Aim of the task –
Render every line of the rows below as a Markdown table with two columns, n for the line's number and Line for its text. Leave out blank lines.

----------

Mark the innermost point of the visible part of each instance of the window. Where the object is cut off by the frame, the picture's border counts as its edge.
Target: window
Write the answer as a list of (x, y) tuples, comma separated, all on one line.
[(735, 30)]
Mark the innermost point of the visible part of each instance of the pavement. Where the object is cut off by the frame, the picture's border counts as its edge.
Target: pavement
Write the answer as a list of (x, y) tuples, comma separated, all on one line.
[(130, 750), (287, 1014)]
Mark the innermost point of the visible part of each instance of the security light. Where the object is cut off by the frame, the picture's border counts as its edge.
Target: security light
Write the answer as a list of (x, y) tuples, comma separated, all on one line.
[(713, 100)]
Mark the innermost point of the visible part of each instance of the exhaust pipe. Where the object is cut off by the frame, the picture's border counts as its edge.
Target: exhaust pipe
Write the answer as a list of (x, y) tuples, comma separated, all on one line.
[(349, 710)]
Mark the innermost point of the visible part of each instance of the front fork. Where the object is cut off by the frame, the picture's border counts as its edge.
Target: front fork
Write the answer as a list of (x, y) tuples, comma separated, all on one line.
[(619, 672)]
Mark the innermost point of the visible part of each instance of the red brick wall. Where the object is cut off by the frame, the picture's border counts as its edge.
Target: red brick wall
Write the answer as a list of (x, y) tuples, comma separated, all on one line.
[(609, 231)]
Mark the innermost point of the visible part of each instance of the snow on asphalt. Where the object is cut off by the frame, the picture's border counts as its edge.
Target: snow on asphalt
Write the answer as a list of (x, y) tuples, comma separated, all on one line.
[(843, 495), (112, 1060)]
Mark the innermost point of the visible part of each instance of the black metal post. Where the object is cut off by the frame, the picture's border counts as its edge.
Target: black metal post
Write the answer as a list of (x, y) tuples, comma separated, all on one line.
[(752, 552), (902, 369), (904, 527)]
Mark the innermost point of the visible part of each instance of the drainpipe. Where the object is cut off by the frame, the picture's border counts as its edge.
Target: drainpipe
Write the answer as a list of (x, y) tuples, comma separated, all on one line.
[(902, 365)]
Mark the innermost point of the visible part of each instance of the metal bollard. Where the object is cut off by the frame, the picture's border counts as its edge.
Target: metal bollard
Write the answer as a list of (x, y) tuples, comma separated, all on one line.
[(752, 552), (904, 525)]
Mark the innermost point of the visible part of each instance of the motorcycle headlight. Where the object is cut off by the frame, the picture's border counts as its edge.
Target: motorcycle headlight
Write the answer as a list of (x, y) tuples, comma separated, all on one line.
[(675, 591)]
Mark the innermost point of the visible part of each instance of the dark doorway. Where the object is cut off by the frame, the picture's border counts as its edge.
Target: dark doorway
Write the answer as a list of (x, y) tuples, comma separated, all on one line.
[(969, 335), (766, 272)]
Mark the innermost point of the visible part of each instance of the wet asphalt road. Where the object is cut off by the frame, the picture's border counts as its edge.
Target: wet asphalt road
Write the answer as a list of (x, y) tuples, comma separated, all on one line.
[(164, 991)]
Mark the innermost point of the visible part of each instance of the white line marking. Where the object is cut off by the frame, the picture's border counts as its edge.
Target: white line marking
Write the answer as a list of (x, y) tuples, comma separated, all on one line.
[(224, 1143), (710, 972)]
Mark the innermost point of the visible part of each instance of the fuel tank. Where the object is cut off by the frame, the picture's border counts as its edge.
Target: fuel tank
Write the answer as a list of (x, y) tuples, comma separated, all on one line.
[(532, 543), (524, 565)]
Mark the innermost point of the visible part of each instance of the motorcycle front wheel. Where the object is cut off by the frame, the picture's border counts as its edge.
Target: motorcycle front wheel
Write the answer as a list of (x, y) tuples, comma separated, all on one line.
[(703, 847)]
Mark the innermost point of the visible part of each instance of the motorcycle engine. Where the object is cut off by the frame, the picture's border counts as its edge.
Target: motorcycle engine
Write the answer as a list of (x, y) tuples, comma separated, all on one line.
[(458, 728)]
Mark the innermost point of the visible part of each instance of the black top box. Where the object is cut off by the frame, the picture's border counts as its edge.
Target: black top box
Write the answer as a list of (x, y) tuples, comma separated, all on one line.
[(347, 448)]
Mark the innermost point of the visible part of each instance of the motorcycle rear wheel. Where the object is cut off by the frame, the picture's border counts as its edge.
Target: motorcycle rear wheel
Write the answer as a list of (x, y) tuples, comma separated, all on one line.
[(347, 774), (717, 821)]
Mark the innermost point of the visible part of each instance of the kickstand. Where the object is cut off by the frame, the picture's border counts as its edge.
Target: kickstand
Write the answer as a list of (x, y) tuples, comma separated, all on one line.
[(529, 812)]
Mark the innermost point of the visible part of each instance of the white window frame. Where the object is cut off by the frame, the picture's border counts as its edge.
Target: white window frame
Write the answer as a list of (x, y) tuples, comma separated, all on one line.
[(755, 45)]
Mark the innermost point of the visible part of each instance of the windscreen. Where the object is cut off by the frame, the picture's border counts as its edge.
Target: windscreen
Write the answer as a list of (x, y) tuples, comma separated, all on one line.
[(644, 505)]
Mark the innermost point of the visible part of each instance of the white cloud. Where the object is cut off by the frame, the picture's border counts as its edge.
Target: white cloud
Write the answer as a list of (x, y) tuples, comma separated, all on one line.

----------

Reply to the task –
| n | Line |
|---|---|
| 1 | Mark the innermost point of the visible part of each instance of the window. Where the object is cut off by the frame, the picture's border counts as its edge. |
| 2 | Target: window |
| 3 | Write the answer as a list of (x, y) tuples, comma separated, all on one line. |
| 4 | [(735, 30)] |
| 5 | Mark the innermost point of the visible part of each instance of the pavement. Where the object is cut off by the frame, the picture's border counts as its edge. |
| 6 | Target: pavement |
| 7 | Write the answer as a list of (x, y) tuples, comma separated, all on one line. |
| 8 | [(130, 750), (287, 1014)] |
| 9 | Mark the innermost point of the visible part of each instance of the security light. Where the object is cut off by the frame, the picture's border counts as its edge. |
| 10 | Target: security light |
| 11 | Write the answer as a list of (x, y) tuples, comma separated, all on one line. |
| 12 | [(713, 100)] |
| 13 | Mark the innermost point of the visible part of each instance of the exhaust pipe. Where the object is cut off by the frame, the picture's border counts as its edge. |
| 14 | Target: exhaust pipe |
| 15 | Write the answer as a list of (x, y) tuples, comma separated, all on one line. |
| 16 | [(349, 710)] |
| 17 | Mark the innermost point of the visible part of each instance of the front fork. Where the object is cut off by the frame, the picture's border counts as its edge. |
| 18 | Target: front fork |
| 19 | Write the answer as a list of (x, y) tuples, comma separated, all on one line. |
| 20 | [(619, 672)] |
| 21 | Mark the innermost point of the visible part of each instance of the red brick wall. Where the object is cut off by the frame, the picture's border counts as its edge. |
| 22 | Target: red brick wall |
| 23 | Write the answer as a list of (x, y) tuples, comma separated, all on one line. |
| 24 | [(609, 231)] |
| 25 | Mark the innermost point of the visible part of each instance of the snow on asphalt. Where the object is cut off by the frame, the picture's border counts as its edge. |
| 26 | Target: snow on asphalt |
| 27 | Write the answer as a list of (x, y) tuples, comma separated, all on one line. |
| 28 | [(843, 495), (112, 1060)] |
| 29 | Mark the innermost point of the visible part of each instance of the black metal post. Where the object is cut off by the frame, the picture's border counts as its edge. |
| 30 | Target: black metal post |
| 31 | Write the answer as a list of (x, y) tuples, comma separated, all on one line. |
| 32 | [(752, 552), (902, 369), (904, 527)] |
| 33 | Mark the innermost point of the visible part of each instance of the drainpipe. Where the object is cut off by the frame, the picture's border counts as its edge. |
| 34 | Target: drainpipe |
| 35 | Write the answer as a list of (x, y) tuples, comma separated, all on one line. |
| 36 | [(902, 365)] |
| 37 | Mark the innermost point of the visible part of each instance of the metal bollard. Where the object is cut off by the frame, the picture's border counts as its edge. |
| 38 | Target: metal bollard |
| 39 | Write the answer as a list of (x, y) tuples, comma separated, all on one line. |
| 40 | [(752, 552), (904, 525)] |
| 41 | Mark the innermost point of the visible part of each instance of the motorcycle headlight. Where the object is cut off by the frame, the picture's border counts as its edge. |
| 42 | Target: motorcycle headlight |
| 43 | Write the answer as a list of (x, y) tuples, comma separated, all on one line. |
| 44 | [(675, 591)] |
| 45 | Mark the innermost point of the visible part of each instance of the dark doorway. Where the object is cut off by the frame, the picture's border counts as its edge. |
| 46 | Target: dark doorway |
| 47 | Write the answer as a list of (x, y) tuples, comma separated, all on one line. |
| 48 | [(969, 335), (766, 272)] |
| 49 | Mark the innermost point of the visible part of each instance of the wet asphalt road. Where the object is cut off by the frame, the picture's border counts as its edge. |
| 50 | Target: wet asphalt road |
| 51 | Write the answer as a list of (x, y) tuples, comma separated, all on one line. |
| 52 | [(164, 991)] |
| 53 | Mark the innermost point of the visible part of each instance of the white line marking. Where the object is cut off by the frame, the picture's border counts as its edge. |
| 54 | Target: white line marking |
| 55 | Write the answer as a list of (x, y) tuples, comma separated, all on one line. |
| 56 | [(224, 1143), (710, 972)] |
| 57 | Mark the innermost point of the visible part of each instance of the fuel tank. Where the object is cut off by the frame, the picture's border counts as its edge. |
| 58 | Target: fuel tank |
| 59 | Write the answer as a list of (x, y) tuples, comma separated, all on one line. |
| 60 | [(532, 543), (524, 565)] |
| 61 | Mark the innermost point of the visible part of each instance of the motorcycle front wheel. Where the object is cut off by the frame, the picture's border counts as its edge. |
| 62 | Target: motorcycle front wheel |
| 63 | Write the answer as a list of (x, y) tuples, comma separated, all on one line. |
| 64 | [(703, 847)] |
| 65 | Mark the innermost point of the visible part of each instance of the motorcycle engine. Where the object is cut off by the frame, the picture's border counts as its edge. |
| 66 | Target: motorcycle engine |
| 67 | Write the answer as a list of (x, y) tuples, comma separated, all on one line. |
| 68 | [(458, 728)] |
| 69 | Mark the innermost point of the visible part of each instance of the black top box. Where the object is cut off by the frame, the picture's border counts as its edge. |
| 70 | Target: black top box |
| 71 | Write the answer as a list of (x, y) tuples, comma separated, all on one line. |
| 72 | [(347, 448)] |
| 73 | Mark the innermost point of the visible part of each instance of the motorcycle rear wheel. Where the object is cut off by the frame, the picture's border counts as its edge. |
| 74 | Target: motorcycle rear wheel |
| 75 | Write the answer as a list of (x, y) tuples, comma separated, all on one line. |
| 76 | [(347, 774), (717, 821)] |
| 77 | Mark the innermost point of the visible part of each instance of the kickstand. Where the object is cut off by the frame, the picture's border counts as its edge. |
| 78 | Target: kickstand |
| 79 | Write the answer as a list of (x, y) tuples, comma separated, all on one line. |
| 80 | [(529, 812)] |
| 81 | Mark the innermost point of the visible part of each instance of the white window frame. Where the object is cut off by the frame, the picture's border counts as its edge. |
| 82 | Target: white window frame |
| 83 | Write the answer as a list of (x, y) tuples, comma separated, all on one line. |
| 84 | [(755, 45)] |
| 85 | Mark the innermost point of the visible part of each instance of the windscreen. Where the object is cut off by the frame, the picture's border counts as its edge. |
| 86 | Target: windscreen |
| 87 | Write the answer as a list of (x, y) tuples, comma separated, all on one line. |
| 88 | [(644, 505)] |
| 89 | Mark the innermost point of the visible part of each instance of the white cloud. Where the object is cut off by the frame, the picture's border counts as its edge. |
| 90 | Target: white cloud |
| 91 | Write the answer as a list of (x, y) tuples, comma separated, all on one line. |